> **Prompt**
Return all lines from the listing below in which "with" appears.

Dataset excerpts: Begin

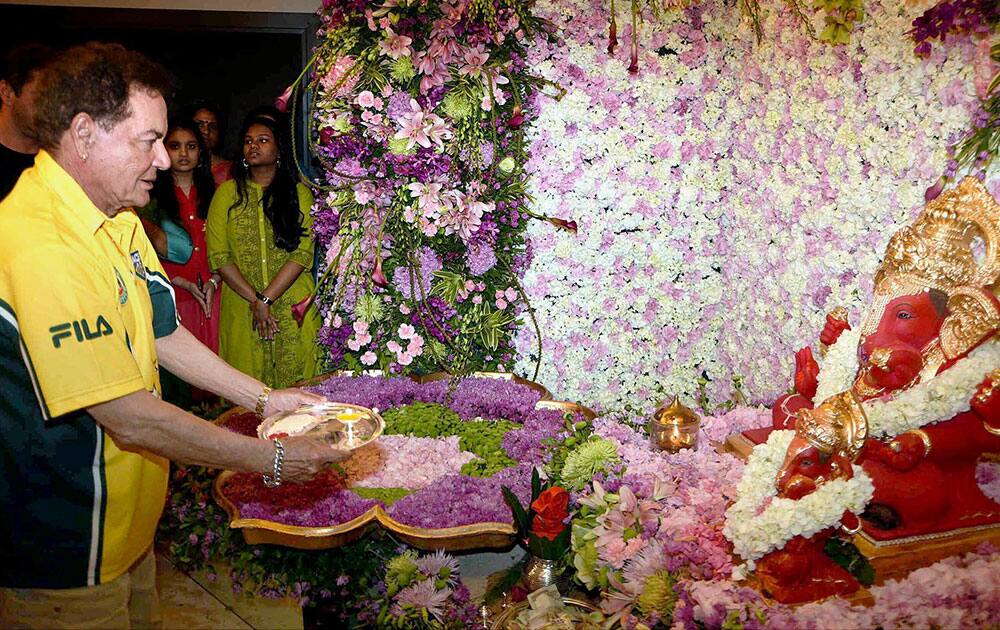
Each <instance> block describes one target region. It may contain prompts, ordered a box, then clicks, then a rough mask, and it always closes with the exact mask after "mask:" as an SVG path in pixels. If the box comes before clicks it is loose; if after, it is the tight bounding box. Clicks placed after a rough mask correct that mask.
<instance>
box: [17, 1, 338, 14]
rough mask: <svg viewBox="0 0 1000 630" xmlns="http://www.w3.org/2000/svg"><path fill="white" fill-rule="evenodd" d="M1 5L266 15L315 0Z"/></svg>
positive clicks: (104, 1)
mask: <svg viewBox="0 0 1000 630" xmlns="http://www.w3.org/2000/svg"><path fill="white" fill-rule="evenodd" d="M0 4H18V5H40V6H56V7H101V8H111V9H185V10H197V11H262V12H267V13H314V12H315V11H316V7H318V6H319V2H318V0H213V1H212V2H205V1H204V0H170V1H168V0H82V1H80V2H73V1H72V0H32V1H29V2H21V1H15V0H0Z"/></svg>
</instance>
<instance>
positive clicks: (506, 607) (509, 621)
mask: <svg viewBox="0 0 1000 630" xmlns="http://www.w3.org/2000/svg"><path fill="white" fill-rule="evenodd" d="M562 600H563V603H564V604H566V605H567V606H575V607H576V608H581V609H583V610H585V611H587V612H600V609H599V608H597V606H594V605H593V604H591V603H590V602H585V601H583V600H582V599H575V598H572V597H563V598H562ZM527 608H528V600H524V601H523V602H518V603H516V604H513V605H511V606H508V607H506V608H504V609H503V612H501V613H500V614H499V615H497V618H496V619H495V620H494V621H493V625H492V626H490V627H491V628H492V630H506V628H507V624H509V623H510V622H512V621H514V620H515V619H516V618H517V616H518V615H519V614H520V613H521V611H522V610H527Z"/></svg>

Dataset excerpts: End
Dataset excerpts: Begin

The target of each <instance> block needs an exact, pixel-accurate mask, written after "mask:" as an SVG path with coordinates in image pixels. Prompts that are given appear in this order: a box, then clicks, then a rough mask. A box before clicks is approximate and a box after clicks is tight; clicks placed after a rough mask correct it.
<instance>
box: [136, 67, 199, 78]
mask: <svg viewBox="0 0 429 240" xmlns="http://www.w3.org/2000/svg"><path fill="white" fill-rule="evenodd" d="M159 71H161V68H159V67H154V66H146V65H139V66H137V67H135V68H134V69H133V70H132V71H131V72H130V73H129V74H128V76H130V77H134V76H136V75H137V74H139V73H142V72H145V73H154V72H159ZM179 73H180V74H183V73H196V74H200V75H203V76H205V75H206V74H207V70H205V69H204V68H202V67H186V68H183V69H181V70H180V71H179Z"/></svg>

Dataset excerpts: End

> **Answer section**
Each <instance> block describes one target region. It may contain prompts, ordered a box, then clicks, then a rough mask, and it always closes with the exact mask after "mask:" as an SVG path in pixels. If the box comes before clicks it is loose; if after, it is the tight bounding box. Clicks placed after a rough mask correct that mask.
The target of each <instance> block needs an exact, pixel-accurate mask, written after "mask:" as an SVG path with coordinates in image pixels. Prompts that are given appear in this order: a box, then clicks, then a rough mask. A box before clicks is approximate and a box after clicks is tight; clicks placed after a rough mask correct it.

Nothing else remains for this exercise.